Could you reproduce the material from the line with "Target: woman's sandal" up to and including the line with "top-left (27, 189), bottom-right (106, 296)", requests and all, adding 86 to every coordinate in the answer bounding boxes while leaving the requests and their format samples unchanged? Return only those lines.

# Given entries start

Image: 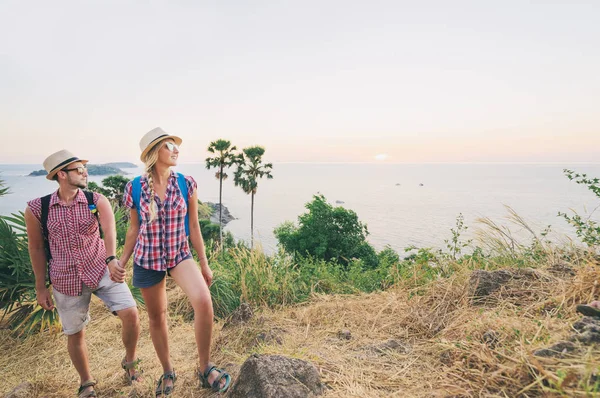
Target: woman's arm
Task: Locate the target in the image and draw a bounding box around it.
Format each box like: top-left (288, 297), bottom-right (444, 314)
top-left (119, 208), bottom-right (140, 267)
top-left (188, 190), bottom-right (212, 286)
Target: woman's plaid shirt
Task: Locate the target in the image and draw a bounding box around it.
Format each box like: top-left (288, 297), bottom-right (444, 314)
top-left (123, 171), bottom-right (197, 271)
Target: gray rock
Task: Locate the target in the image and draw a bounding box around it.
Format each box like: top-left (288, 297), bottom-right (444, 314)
top-left (573, 316), bottom-right (600, 333)
top-left (533, 341), bottom-right (577, 358)
top-left (229, 354), bottom-right (324, 398)
top-left (4, 381), bottom-right (35, 398)
top-left (338, 329), bottom-right (352, 340)
top-left (223, 303), bottom-right (254, 327)
top-left (469, 270), bottom-right (513, 300)
top-left (481, 329), bottom-right (499, 350)
top-left (256, 328), bottom-right (283, 344)
top-left (371, 339), bottom-right (412, 354)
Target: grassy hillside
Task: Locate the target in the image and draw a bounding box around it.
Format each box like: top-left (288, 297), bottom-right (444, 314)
top-left (0, 253), bottom-right (600, 398)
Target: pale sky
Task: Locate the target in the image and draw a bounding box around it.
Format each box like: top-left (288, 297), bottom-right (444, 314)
top-left (0, 0), bottom-right (600, 163)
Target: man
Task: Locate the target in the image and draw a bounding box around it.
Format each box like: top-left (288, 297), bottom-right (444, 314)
top-left (25, 150), bottom-right (140, 398)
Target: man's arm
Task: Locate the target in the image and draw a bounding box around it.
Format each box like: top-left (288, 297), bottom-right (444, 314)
top-left (25, 206), bottom-right (54, 311)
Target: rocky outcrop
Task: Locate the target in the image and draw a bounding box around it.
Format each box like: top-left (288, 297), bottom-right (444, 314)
top-left (206, 202), bottom-right (236, 226)
top-left (229, 354), bottom-right (324, 398)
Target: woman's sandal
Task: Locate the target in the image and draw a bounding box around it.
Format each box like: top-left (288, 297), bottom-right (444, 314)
top-left (121, 358), bottom-right (142, 385)
top-left (77, 380), bottom-right (97, 398)
top-left (156, 370), bottom-right (177, 397)
top-left (198, 364), bottom-right (231, 392)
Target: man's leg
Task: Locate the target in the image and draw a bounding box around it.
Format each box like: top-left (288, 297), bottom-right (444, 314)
top-left (94, 269), bottom-right (140, 376)
top-left (67, 329), bottom-right (93, 391)
top-left (53, 285), bottom-right (93, 391)
top-left (117, 307), bottom-right (140, 376)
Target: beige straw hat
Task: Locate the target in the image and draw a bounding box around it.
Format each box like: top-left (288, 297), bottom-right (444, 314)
top-left (44, 149), bottom-right (88, 180)
top-left (140, 127), bottom-right (181, 162)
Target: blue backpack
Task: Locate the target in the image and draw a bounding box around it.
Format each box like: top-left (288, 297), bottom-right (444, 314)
top-left (131, 173), bottom-right (190, 236)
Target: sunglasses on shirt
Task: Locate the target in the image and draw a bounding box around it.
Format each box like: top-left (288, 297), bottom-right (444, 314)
top-left (165, 141), bottom-right (179, 152)
top-left (61, 166), bottom-right (87, 175)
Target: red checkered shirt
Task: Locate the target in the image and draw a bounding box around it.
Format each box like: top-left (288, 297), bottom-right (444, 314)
top-left (123, 171), bottom-right (197, 271)
top-left (27, 189), bottom-right (106, 296)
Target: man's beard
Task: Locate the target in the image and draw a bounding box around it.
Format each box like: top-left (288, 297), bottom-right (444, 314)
top-left (69, 178), bottom-right (87, 189)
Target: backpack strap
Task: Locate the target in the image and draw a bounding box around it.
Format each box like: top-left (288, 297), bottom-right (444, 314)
top-left (40, 194), bottom-right (52, 283)
top-left (131, 176), bottom-right (142, 223)
top-left (177, 173), bottom-right (190, 236)
top-left (83, 191), bottom-right (104, 238)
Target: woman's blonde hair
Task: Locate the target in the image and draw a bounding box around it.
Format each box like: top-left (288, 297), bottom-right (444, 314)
top-left (144, 140), bottom-right (164, 224)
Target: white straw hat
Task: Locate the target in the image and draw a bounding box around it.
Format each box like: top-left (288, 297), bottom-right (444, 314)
top-left (44, 149), bottom-right (88, 180)
top-left (140, 127), bottom-right (181, 162)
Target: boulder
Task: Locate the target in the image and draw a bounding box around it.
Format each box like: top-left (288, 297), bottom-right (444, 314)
top-left (229, 354), bottom-right (324, 398)
top-left (469, 270), bottom-right (513, 299)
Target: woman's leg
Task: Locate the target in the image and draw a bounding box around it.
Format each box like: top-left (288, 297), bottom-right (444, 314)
top-left (140, 278), bottom-right (173, 387)
top-left (171, 259), bottom-right (225, 384)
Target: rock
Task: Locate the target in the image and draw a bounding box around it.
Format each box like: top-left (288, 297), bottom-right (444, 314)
top-left (338, 329), bottom-right (352, 340)
top-left (370, 339), bottom-right (412, 354)
top-left (229, 354), bottom-right (324, 398)
top-left (548, 263), bottom-right (575, 278)
top-left (223, 303), bottom-right (254, 327)
top-left (4, 381), bottom-right (35, 398)
top-left (206, 202), bottom-right (236, 226)
top-left (573, 316), bottom-right (600, 333)
top-left (533, 341), bottom-right (576, 358)
top-left (469, 270), bottom-right (513, 299)
top-left (256, 328), bottom-right (283, 344)
top-left (481, 329), bottom-right (499, 350)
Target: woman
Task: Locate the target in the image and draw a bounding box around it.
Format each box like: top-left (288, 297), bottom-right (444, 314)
top-left (115, 127), bottom-right (231, 396)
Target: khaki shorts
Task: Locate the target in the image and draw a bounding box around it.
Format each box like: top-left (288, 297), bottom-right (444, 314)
top-left (53, 268), bottom-right (136, 335)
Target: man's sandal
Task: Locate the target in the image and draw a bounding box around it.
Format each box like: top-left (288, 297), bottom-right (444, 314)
top-left (156, 370), bottom-right (177, 397)
top-left (198, 364), bottom-right (231, 392)
top-left (77, 380), bottom-right (97, 398)
top-left (121, 358), bottom-right (142, 385)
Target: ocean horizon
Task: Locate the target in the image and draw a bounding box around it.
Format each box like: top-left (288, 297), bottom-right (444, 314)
top-left (0, 162), bottom-right (600, 253)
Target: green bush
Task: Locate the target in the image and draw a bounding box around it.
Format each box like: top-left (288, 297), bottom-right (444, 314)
top-left (274, 195), bottom-right (377, 267)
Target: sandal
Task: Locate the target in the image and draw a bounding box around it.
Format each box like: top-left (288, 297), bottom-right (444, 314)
top-left (77, 380), bottom-right (97, 398)
top-left (576, 304), bottom-right (600, 317)
top-left (121, 358), bottom-right (142, 385)
top-left (198, 363), bottom-right (231, 392)
top-left (156, 370), bottom-right (177, 397)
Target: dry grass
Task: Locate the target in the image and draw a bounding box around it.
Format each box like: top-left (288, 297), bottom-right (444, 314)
top-left (0, 264), bottom-right (600, 398)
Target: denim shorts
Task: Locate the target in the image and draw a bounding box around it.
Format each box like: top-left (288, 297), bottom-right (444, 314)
top-left (133, 256), bottom-right (192, 288)
top-left (53, 268), bottom-right (136, 335)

# Given entries end

## Response to the task
Target: woman's sandal
Task: Locate the target in the image and draw a bounding box around it.
Format each box like: top-left (288, 297), bottom-right (444, 314)
top-left (207, 444), bottom-right (228, 471)
top-left (163, 466), bottom-right (183, 484)
top-left (242, 456), bottom-right (263, 483)
top-left (284, 450), bottom-right (317, 478)
Target: man's leg
Task: Locate the target in the image and draw a bounding box around it.
Format each box like: top-left (288, 297), bottom-right (444, 314)
top-left (180, 355), bottom-right (226, 462)
top-left (153, 415), bottom-right (179, 477)
top-left (139, 371), bottom-right (179, 477)
top-left (203, 393), bottom-right (226, 462)
Target: beige straw hat
Task: Locate the target in the image and draw a bounding box around it.
Format each box like: top-left (288, 297), bottom-right (444, 314)
top-left (130, 235), bottom-right (174, 266)
top-left (226, 213), bottom-right (267, 248)
Target: blue backpack
Task: Locate the target in the image and draw a bounding box around it.
Format each box like: top-left (288, 297), bottom-right (444, 314)
top-left (217, 259), bottom-right (276, 322)
Target: sunglasses on shirt
Task: Locate the target in the image and draw a bounding box around it.
Format each box like: top-left (288, 297), bottom-right (444, 314)
top-left (251, 227), bottom-right (265, 238)
top-left (147, 252), bottom-right (173, 261)
Target: red checkered shirt
Task: Locate the target in the image and draw a bounding box around it.
Format each box like: top-left (288, 297), bottom-right (444, 314)
top-left (209, 257), bottom-right (283, 357)
top-left (113, 275), bottom-right (192, 382)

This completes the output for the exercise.